Le lien entre la CSU et la gouvernance
Il est clair que nous avons abordé une question importante à Rotterdam: le lien bidirectionnel entre la gouvernance et la CSU. Par exemple, le cas de l'Éthiopie a déclenché une discussion sur le fait que plusieurs régimes d’AMV ou de mutuelles communautaires sont en fait des régimes obligatoires. Cette nécessité de rendre obligatoire la souscription semble offrir un avantage aux Etats autoritaires et administrativement forts (1). Mais l’on pourrait également faire valoir que cette supériorité est à court terme, étant donné que la CSU est fondamentalement une question de cohésion sociale. Dans une certaine mesure, ceci fait écho à la question du meilleur modèle de développement: le modèle chinois (un parti unique au pouvoir avec une forte croissance économique) ou le modèle indien (une démocratie forte avec une croissance économique plus faible)? D’importantes questions de gouvernance et de développement comme celles-ci ne seront jamais loin avec le programme de la CSU que l’on veut tous mettre en œuvre dans les années à venir. Et de ce point de vue, le taux de couverture élevé atteint à Kwara pourrait en effet être une réalisation majeure, le Nigeria étant probablement moins réceptif à la contrainte (ceci dit, cela ne dit pas encore grand-chose sur la possibilité d’étendre la stratégie à grande échelle).
Plus j’interagis avec les décideurs des pays et autres parties prenantes nationales (principalement à travers les communautés de pratique désormais), plus je crois que l'approche internationale dominante actuelle vers la CSU est beaucoup trop technique. La CSU peut et doit certainement être mesurée par rapport à certains objectifs clairs, nous avons donc besoin de rapports comme celui présenté à New York il y a deux semaines. Mais ils ne suffiront pas.

### Consigne
Rédigez la suite du texte ci-dessus sur le lien entre la CSU et la gouvernance, à partir de sa dernière phrase. Le matériel placé plus bas n'entre pas en jeu ici.

### Entrées extraites
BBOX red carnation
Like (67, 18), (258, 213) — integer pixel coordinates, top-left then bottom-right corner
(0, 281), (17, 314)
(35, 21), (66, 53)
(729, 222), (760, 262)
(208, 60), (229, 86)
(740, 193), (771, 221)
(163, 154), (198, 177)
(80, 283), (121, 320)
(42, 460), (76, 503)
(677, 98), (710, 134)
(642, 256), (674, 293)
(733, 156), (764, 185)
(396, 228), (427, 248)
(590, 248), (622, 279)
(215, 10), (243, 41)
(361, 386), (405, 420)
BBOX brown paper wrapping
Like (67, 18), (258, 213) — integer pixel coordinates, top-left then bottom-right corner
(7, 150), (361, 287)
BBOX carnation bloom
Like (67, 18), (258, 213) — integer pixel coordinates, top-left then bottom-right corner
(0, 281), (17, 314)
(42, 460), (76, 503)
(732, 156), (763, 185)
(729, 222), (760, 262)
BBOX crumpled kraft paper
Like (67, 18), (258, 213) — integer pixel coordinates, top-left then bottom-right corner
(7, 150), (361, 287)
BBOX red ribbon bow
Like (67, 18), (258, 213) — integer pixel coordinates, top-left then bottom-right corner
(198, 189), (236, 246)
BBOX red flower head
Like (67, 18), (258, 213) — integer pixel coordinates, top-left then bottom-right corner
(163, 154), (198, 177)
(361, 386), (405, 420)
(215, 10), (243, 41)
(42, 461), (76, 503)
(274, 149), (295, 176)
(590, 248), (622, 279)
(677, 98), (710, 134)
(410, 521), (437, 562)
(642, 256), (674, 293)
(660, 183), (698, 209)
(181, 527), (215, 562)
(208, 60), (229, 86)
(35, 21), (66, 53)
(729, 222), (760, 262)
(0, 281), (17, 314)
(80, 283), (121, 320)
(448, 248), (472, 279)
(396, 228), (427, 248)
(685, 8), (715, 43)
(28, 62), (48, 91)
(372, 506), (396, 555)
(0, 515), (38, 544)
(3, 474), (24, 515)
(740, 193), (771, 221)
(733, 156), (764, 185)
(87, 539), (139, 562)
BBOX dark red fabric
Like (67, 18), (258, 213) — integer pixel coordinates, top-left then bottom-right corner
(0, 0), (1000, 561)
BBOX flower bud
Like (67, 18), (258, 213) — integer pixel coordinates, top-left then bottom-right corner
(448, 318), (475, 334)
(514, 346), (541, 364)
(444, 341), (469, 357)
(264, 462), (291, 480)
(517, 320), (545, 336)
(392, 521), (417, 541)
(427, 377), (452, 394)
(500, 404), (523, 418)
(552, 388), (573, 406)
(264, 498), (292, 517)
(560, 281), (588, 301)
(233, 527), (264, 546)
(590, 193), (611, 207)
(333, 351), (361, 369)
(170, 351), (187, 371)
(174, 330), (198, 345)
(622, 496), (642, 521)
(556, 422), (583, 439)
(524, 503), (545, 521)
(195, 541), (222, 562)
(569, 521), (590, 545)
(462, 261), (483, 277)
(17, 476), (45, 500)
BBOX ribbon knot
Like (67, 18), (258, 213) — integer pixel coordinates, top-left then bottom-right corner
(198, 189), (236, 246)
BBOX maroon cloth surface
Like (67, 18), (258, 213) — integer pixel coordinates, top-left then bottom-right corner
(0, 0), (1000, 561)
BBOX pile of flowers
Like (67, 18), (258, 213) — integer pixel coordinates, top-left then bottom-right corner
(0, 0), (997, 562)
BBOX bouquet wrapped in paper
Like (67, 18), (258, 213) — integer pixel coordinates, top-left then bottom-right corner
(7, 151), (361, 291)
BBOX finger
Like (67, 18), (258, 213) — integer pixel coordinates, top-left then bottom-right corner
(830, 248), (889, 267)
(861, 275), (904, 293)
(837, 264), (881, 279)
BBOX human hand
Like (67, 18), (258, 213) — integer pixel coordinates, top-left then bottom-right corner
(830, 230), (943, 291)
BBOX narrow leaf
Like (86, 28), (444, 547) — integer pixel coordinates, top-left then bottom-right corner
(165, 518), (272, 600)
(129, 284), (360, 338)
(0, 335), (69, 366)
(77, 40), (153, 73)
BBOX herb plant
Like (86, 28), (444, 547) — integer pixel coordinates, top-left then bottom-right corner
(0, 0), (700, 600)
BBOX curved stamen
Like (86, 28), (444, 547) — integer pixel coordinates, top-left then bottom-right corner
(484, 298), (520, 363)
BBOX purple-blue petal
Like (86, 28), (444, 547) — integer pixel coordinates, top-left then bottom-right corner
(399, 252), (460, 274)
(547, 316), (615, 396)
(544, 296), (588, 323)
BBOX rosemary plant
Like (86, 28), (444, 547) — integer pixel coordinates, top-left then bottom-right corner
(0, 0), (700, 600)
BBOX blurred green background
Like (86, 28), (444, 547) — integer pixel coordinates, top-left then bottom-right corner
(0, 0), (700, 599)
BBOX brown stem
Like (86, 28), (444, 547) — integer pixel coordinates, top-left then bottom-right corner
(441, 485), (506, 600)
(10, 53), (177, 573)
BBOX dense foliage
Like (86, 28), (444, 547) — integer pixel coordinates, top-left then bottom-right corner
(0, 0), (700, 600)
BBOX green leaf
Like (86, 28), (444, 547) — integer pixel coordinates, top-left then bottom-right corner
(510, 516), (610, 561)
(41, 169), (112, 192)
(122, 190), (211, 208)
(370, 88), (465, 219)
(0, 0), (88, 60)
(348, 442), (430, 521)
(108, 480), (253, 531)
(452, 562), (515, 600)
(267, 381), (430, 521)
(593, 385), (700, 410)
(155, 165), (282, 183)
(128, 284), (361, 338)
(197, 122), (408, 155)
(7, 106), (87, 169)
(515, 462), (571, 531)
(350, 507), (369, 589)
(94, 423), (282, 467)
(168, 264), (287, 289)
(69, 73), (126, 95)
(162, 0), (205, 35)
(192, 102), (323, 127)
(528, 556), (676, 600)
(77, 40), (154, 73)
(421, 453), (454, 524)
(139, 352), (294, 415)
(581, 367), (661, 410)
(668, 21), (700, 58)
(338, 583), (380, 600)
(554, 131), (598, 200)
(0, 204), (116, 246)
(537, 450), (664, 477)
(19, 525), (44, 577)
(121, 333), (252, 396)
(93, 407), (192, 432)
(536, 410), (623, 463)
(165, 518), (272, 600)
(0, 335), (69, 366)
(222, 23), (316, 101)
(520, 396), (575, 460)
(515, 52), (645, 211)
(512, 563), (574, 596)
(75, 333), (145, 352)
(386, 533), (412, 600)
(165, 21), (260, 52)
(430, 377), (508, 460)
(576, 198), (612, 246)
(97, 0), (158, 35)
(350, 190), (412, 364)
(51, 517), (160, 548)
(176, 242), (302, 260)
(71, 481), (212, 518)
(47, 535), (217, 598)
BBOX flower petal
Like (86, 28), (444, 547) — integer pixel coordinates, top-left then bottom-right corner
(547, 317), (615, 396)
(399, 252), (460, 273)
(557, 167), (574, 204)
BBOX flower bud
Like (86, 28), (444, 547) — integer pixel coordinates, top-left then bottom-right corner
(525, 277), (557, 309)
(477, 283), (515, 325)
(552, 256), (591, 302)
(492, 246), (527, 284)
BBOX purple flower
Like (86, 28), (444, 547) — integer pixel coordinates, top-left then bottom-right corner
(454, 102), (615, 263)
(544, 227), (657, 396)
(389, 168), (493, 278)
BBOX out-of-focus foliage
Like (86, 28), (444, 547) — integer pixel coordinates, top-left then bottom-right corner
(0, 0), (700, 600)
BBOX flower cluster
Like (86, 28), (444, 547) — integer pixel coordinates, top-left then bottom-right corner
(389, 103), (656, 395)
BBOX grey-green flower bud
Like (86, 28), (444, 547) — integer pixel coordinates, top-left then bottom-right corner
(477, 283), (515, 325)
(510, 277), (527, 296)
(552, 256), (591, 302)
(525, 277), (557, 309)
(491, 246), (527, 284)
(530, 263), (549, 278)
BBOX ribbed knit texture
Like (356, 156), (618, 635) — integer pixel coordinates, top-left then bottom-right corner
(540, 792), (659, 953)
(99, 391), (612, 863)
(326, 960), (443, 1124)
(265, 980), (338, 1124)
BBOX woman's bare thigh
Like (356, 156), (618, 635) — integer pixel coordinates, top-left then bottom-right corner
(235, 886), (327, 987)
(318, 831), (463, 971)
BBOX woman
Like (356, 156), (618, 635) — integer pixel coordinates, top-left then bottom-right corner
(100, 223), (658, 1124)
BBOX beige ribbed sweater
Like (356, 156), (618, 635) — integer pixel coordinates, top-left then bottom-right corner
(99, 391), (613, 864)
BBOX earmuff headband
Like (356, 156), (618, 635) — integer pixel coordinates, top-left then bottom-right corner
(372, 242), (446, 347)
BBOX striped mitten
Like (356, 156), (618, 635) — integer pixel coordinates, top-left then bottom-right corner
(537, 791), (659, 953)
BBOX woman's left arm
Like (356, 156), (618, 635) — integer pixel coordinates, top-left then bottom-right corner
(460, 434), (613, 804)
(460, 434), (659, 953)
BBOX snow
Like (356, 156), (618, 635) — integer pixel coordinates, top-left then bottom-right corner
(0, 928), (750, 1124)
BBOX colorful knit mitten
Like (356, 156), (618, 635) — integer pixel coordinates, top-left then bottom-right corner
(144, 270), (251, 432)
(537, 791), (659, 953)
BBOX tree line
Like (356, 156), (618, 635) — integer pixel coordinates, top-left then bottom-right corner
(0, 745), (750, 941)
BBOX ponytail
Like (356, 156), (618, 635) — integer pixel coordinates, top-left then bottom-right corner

### Réponse ci-dessous
La CSU sera un long voyage et le processus sera crucial. Bien sûr, vous devez vous diriger dans la bonne direction dès le début, et vous devez être conscient que votre chemin sera en partie déterminé par vos choix initiaux (« path dependency »). La clé, cependant, est de lancer la dynamique et de la maintenir. Si votre système de CSU est en mode ‘apprentissage’ (nous reviendrons sur ce point plus tard cette année), et si vos citoyens estiment que la CSU est une composante essentielle de la nation, comme cela semble être le cas au Ghana désormais, vous êtes très probablement sur la bonne voie.
Note:
(1) Fait intéressant, la Chine, le Rwanda et les autorités régionales impliquées dans le projet pilote éthiopien ont tous les trois (1) introduit des indicateurs de performance pour mesurer la performance de leurs autorités administratives locales et (2) intégré le «taux d’enrôlement dans l’assurance» comme l'un des indicateurs pour l'évaluation de ce critère.